#### [Aim]
Quote all of the entries word for word.
>> start Given information
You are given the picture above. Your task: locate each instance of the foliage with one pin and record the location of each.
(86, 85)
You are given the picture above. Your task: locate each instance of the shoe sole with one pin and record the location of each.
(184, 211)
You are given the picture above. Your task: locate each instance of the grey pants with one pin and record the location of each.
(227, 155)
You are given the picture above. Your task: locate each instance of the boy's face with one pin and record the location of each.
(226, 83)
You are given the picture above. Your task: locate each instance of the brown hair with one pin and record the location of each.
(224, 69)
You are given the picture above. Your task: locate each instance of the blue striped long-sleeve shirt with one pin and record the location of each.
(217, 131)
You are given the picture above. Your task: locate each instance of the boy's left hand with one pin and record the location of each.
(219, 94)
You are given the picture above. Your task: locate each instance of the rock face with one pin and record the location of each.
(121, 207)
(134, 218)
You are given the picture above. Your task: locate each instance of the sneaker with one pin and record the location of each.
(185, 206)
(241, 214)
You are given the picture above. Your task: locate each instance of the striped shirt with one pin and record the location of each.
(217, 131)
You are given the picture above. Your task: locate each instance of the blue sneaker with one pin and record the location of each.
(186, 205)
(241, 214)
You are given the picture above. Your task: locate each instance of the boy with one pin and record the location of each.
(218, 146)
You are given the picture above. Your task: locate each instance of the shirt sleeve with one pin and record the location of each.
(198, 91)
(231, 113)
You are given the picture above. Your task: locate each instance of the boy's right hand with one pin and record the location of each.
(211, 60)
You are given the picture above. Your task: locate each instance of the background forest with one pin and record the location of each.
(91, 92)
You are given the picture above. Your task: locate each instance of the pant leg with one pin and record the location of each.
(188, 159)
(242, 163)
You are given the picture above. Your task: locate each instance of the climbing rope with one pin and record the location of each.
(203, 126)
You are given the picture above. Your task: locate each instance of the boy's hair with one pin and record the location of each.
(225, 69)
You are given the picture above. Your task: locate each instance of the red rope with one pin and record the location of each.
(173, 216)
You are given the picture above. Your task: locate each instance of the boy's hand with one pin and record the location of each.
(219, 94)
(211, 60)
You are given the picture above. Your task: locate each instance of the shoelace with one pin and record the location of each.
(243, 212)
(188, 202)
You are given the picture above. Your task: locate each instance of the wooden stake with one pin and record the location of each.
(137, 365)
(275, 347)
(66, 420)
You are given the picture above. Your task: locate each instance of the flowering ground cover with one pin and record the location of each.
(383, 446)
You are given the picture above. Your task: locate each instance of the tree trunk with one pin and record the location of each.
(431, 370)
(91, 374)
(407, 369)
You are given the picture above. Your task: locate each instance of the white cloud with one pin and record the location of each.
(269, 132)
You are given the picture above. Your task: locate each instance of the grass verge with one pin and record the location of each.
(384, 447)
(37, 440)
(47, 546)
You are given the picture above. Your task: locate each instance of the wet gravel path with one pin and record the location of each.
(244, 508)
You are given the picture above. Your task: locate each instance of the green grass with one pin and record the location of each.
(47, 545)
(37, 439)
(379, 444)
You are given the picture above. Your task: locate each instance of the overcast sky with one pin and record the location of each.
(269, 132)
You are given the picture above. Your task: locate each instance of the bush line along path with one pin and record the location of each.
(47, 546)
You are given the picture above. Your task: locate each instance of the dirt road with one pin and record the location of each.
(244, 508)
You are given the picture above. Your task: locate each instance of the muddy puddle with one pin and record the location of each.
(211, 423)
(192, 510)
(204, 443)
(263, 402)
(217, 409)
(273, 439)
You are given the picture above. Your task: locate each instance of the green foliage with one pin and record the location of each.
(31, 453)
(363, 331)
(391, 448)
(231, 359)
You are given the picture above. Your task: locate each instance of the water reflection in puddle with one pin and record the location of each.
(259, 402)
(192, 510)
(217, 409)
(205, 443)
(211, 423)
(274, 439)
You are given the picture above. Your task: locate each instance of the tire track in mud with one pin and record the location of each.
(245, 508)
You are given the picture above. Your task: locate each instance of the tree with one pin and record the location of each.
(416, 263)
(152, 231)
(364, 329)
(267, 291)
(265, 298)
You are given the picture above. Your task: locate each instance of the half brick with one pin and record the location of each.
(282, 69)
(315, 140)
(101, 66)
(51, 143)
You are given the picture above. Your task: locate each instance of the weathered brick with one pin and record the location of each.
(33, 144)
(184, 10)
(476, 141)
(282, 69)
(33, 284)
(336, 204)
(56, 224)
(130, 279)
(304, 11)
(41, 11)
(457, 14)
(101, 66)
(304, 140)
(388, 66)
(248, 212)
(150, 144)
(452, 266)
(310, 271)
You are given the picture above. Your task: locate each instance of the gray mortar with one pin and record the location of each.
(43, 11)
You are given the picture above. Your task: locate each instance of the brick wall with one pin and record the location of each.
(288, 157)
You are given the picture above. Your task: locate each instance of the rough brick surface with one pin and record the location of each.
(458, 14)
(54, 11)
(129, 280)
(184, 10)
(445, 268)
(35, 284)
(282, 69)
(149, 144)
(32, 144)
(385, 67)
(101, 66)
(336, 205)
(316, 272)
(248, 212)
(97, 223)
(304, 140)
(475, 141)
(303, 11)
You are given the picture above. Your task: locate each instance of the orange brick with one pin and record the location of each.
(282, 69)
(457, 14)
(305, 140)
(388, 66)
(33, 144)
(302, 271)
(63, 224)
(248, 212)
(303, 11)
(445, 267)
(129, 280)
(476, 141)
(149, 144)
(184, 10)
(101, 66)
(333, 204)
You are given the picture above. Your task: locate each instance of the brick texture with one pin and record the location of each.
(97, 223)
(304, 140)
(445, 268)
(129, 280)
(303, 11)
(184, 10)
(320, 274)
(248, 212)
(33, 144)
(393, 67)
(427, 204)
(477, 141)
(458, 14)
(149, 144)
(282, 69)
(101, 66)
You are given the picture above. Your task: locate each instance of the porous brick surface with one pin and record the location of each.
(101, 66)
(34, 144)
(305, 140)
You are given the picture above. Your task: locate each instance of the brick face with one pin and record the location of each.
>> end Given information
#### [Answer for this exercise]
You are given the picture above. Your task: locate each instance of the foliage with one pin and record the location of each.
(86, 85)
You are given the picture above. Your task: locate each instance of the shoe sole with one pin and record the location of each.
(184, 211)
You are given the picture above. Your task: locate each instance of the grey pants with one pin and record the location of each.
(227, 155)
You are given the picture above. Your task: locate each instance of the boy's face with one pin and record the location of each.
(226, 83)
You are given the picture above. Your task: locate each instance of the brown hair with one pin and record the location of each.
(224, 69)
You are given the picture above. Your task: locate each instance of the blue striped long-sleeve shirt with one pin and record the location of each.
(217, 131)
You are given the picture above. Your task: locate each instance of the boy's left hand with one pin and record the location of each.
(219, 94)
You are given the picture above. Your task: locate each instance of the rock face with one pin and record the location of each.
(121, 207)
(134, 218)
You are given the picture above. Your task: locate each instance of the sneaker with one pin and record the location of each.
(185, 206)
(241, 214)
You are given the picture above. Your task: locate each instance of the striped shirt with one pin and record the location of each.
(217, 131)
You are given the picture above. Your task: locate each instance of the blue sneaker with one pin and record the location of each.
(186, 205)
(241, 214)
You are given the picture above. Your task: locate each instance of the boy with one pin and record the location of each.
(218, 146)
You are given the picture above. Your task: locate each instance of the shirt sleeve with one pin and record the location of each.
(198, 91)
(231, 113)
You are given the picture above. Your task: locate each instance of the boy's right hand with one pin and record the location of each.
(211, 60)
You are given the picture above. Your task: locate each instance of the background forest with one pin and record the location of each.
(91, 92)
You are given the picture above. Your task: locate each instance of the pant leg with one pin and record the location of each.
(188, 159)
(242, 163)
You are given the picture above. Your task: locate each instance of the climbing rope with one pin and record the location of each.
(203, 126)
You are given the picture above. Your task: locate each instance of the boy's hair with one pin and record the location of each.
(225, 69)
You are given the picture above. Your task: locate each instance of the red rope with one pin and record the location of each.
(173, 216)
You are given the picture above. Your task: locate each instance of the boy's hand with one pin and record the location of each.
(219, 94)
(211, 60)
You are given the picture above. Your task: locate each instance of the shoelace with one pin and record the location of each.
(243, 212)
(188, 202)
You are given the picture above. Your task: locate each instance of the wooden stake with one pin and record the location of each.
(137, 365)
(275, 347)
(66, 420)
You are given the picture above. Your task: locate each instance of the flowering ground cover with one pin and record the location of each.
(383, 446)
You are given the picture above. Your task: locate each instance of the tree trunk with one pin and record the location of each.
(431, 370)
(91, 374)
(407, 369)
You are given the picture above. Your task: locate each instance of the white cloud with one pin and record the location of each.
(269, 132)
You are given the picture above. Your task: locate each instance of the grass verge with one pin and record the location of each.
(384, 447)
(37, 440)
(47, 546)
You are given the picture above. Your task: locate each instance of the wet gravel path with one pin and record the location of each.
(244, 508)
You are given the picture above. Your task: locate each instance of the green grass with one pin and record the location of each.
(47, 545)
(37, 439)
(379, 444)
You are given the picture above. Your task: locate each instance of the overcast sky with one pin and record the location of each.
(269, 132)
You are given the picture above. Your task: locate each instance of the bush line along path with one pin and record the location of each.
(47, 546)
You are given the picture above. Your task: locate each instance of the dirt road with one pin and record the location of each.
(244, 508)
You are given the picture above. Your task: locate each instance of the muddy puddle with one pin and record the location of each.
(211, 423)
(192, 510)
(204, 443)
(263, 402)
(217, 409)
(273, 439)
You are given the picture above. Your task: locate each instance of the green foliage with one pin and record the location of each.
(31, 453)
(363, 331)
(391, 448)
(231, 359)
You are given the picture above. Your task: locate each instance of the water reflection in puddle with one pin and record the location of each.
(259, 402)
(192, 510)
(217, 409)
(205, 443)
(211, 423)
(274, 439)
You are given the picture above. Your task: locate each instance of the tire track in mud with one pin and record the location of each.
(245, 508)
You are given the picture above. Your task: locate each instance of the tree with one pin and record the location of each.
(416, 263)
(152, 231)
(364, 329)
(267, 291)
(265, 298)
You are given the picture above. Your task: locate each instance of the half brick with one pin and record the location of each.
(282, 69)
(315, 140)
(101, 66)
(51, 143)
You are given the picture above. Your task: locate each instance of the weathered brick with one pin and record the location of each.
(33, 144)
(184, 10)
(476, 141)
(282, 69)
(33, 284)
(336, 204)
(56, 224)
(130, 279)
(304, 11)
(41, 11)
(457, 14)
(101, 66)
(304, 140)
(388, 66)
(248, 212)
(150, 144)
(452, 266)
(310, 271)
You are given the picture above. Your task: locate each instance of the gray mortar with one pin and record the location of each.
(43, 11)
You are given the picture above. Your task: locate each instance of the brick wall with one pin and record the location of each.
(288, 157)
You are given the picture above. Your task: locate each instance of the rough brick surface with one pin and record the location of each.
(458, 14)
(54, 11)
(129, 280)
(184, 10)
(445, 268)
(35, 284)
(282, 69)
(149, 144)
(32, 144)
(385, 67)
(101, 66)
(336, 205)
(316, 272)
(248, 212)
(97, 223)
(304, 140)
(475, 141)
(303, 11)
You are given the picture above. Your task: locate each instance of the orange brick with one pin and record the location of each.
(282, 69)
(457, 14)
(305, 140)
(388, 66)
(33, 144)
(302, 271)
(63, 224)
(248, 212)
(303, 11)
(445, 267)
(129, 280)
(476, 141)
(149, 144)
(184, 10)
(101, 66)
(333, 204)
You are given the picture above. Your task: locate each instance of the brick texture with one pin and record the location of each.
(97, 223)
(304, 140)
(445, 268)
(129, 280)
(303, 11)
(184, 10)
(320, 274)
(248, 212)
(33, 144)
(393, 67)
(427, 204)
(477, 141)
(458, 14)
(149, 144)
(282, 69)
(101, 66)
You are given the picture above. Your task: locate each instance of the porous brick surface with one pin and record the location of each.
(101, 66)
(34, 144)
(305, 140)
You are given the picture above. Your task: locate each instance of the brick face with one pin and record the location of each.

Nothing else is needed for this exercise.